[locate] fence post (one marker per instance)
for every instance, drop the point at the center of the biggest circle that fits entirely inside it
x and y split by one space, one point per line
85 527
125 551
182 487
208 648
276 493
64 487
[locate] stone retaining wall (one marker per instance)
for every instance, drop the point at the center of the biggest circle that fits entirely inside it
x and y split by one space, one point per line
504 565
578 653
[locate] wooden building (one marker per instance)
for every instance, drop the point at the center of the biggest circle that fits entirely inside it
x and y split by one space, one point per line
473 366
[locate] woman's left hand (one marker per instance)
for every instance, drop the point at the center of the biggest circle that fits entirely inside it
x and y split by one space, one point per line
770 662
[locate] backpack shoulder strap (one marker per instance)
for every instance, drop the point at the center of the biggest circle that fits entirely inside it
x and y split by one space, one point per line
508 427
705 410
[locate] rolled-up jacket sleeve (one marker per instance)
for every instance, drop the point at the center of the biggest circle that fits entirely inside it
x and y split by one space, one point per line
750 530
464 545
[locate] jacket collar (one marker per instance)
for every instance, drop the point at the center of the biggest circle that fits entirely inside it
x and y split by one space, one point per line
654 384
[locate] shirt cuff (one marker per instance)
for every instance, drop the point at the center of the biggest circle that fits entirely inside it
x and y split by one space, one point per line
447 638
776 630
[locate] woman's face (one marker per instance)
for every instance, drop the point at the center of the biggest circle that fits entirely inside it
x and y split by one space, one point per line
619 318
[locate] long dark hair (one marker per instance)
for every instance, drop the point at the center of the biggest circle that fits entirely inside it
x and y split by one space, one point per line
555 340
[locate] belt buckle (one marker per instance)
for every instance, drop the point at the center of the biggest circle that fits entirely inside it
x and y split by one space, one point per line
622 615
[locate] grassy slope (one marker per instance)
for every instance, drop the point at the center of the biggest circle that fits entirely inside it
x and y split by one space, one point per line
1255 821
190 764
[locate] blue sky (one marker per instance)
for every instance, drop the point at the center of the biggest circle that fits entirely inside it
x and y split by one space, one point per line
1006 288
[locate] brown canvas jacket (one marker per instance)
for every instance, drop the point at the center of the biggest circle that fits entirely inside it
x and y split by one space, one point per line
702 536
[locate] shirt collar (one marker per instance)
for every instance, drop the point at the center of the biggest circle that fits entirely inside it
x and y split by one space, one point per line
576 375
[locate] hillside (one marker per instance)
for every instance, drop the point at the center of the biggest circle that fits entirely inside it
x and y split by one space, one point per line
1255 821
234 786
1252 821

• • • • • • •

### AIM OF THE TASK
Wherever the word "woman" appears in a line of the data above, copy that line.

### EXPECTED OUTPUT
[locate] woman's left hand (one marker per instance)
[locate] woman's face (one marker per instance)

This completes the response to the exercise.